Israeli veteran calls 1973 war a necessary ‘slap in the face’
TEL AVIV: A decorated Israeli veteran of tank battles on the Syrian front in the 1973 Arab-Israeli war, Avigdor Kahalani remembers the conflict, despite its heavy toll, as a “slap in the face” Israel needed.
The twin attack by Egypt and Syria on October 6 caught Israel by surprise on the holiest day of the Jewish calendar -- Yom Kippur, the Day of Atonement -- when the nation comes to a virtual standstill.
When the fighting erupted, Kahalani was a 29-year-old lieutenant-colonel commanding the 77th tank battalion in the Golan Heights that overlook Syria. He had only just returned to active duty after spending a year in hospital for follow-up treatment of severe burns he had suffered in the 1967 Arab-Israeli conflict.
That war had seen Israel conquer the Golan Heights, Sinai, West Bank and east Jerusalem, humiliating its foes and dramatically redrawing the regional map -- but also creating what was later deemed a dangerous sense of complacency.
As soon as the new war broke out on two fronts, Kahalani knew that Israeli forces were badly outnumbered, the 79-year-old recalled in an interview with AFP at his home in Tel Aviv. Syria had eight to 10 times more tanks than Israel and “their tanks were better than ours”, he said.
==============================
WHAT YOU NEED TO DO = Repeat word for word the passage of the article on the 1973 war veteran from "The twin attack" up to and including "a virtual standstill.".
==============================
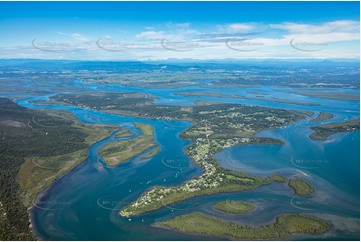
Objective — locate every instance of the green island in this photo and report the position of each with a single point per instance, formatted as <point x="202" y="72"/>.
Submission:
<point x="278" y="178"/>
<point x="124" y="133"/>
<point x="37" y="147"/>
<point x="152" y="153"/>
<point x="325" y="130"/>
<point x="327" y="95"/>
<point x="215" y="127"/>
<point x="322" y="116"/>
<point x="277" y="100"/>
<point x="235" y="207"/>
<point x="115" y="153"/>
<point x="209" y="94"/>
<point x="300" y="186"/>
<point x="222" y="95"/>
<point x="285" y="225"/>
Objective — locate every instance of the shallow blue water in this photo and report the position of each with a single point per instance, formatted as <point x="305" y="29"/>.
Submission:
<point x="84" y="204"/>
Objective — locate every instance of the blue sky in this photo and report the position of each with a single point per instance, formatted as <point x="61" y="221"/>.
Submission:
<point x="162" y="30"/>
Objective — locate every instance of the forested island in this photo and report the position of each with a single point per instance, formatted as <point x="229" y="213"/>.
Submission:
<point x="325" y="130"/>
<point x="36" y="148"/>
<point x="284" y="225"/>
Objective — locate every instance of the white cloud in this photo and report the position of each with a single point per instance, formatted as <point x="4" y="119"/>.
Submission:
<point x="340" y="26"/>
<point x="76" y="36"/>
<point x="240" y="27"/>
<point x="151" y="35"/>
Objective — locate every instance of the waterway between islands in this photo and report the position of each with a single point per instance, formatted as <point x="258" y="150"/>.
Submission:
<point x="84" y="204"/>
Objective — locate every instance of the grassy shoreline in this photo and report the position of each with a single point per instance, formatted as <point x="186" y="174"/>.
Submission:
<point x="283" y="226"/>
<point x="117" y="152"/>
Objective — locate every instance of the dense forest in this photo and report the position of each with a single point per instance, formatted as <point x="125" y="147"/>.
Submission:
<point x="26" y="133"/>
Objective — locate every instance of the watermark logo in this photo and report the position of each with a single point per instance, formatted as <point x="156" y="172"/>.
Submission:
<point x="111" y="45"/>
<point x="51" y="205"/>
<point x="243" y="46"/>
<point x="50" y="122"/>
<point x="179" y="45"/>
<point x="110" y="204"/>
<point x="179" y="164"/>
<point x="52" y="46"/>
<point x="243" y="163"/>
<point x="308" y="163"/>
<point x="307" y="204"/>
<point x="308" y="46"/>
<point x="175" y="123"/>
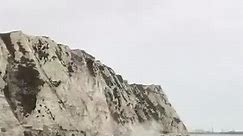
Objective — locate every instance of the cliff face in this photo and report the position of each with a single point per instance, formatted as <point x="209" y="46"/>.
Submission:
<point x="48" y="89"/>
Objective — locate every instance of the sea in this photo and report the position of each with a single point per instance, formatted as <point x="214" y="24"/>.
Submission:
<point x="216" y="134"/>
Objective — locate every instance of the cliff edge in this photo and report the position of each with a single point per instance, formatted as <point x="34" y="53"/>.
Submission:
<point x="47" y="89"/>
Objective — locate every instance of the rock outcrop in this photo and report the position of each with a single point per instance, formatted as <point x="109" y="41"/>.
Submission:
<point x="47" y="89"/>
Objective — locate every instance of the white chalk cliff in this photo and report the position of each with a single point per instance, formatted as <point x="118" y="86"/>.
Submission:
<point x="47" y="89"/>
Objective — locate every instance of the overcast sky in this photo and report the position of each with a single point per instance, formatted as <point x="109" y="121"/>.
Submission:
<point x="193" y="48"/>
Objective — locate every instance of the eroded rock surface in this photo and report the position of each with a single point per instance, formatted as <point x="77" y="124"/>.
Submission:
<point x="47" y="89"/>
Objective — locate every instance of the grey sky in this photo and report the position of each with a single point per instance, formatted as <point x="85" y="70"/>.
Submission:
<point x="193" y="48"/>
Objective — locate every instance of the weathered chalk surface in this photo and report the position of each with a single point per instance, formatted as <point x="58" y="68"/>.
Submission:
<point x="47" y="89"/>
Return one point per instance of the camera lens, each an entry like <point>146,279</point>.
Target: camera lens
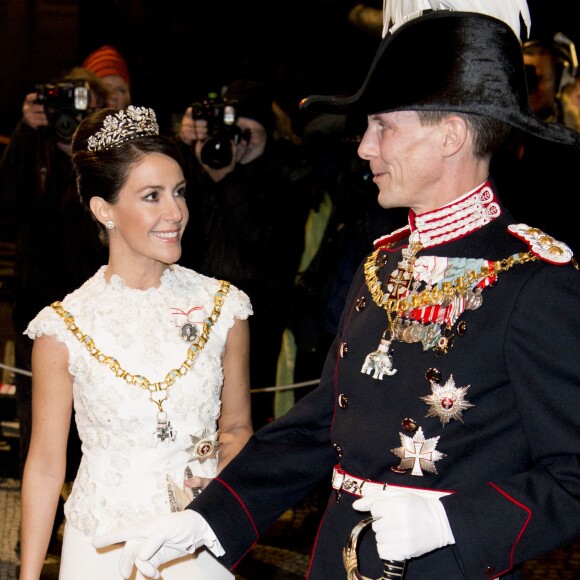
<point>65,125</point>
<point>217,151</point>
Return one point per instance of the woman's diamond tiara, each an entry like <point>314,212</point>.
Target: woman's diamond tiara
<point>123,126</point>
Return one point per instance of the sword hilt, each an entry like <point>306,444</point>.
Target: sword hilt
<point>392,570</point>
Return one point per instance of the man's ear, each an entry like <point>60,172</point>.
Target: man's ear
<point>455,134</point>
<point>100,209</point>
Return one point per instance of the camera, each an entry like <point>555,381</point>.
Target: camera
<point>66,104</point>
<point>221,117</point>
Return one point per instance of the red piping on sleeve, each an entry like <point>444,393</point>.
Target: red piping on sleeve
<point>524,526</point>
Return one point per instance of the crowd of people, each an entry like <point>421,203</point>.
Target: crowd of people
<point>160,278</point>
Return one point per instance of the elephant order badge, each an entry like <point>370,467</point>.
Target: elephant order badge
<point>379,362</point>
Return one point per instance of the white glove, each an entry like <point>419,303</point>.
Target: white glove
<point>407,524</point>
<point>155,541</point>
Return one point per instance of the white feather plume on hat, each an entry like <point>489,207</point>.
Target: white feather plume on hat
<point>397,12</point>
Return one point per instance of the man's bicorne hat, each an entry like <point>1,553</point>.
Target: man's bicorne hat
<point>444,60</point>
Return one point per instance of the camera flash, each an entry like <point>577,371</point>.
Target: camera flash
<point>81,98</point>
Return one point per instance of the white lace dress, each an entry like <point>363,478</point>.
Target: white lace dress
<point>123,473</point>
==============================
TASK RESULT =
The twin attack by Egypt and Syria on October 6 caught Israel by surprise on the holiest day of the Jewish calendar -- Yom Kippur, the Day of Atonement -- when the nation comes to a virtual standstill.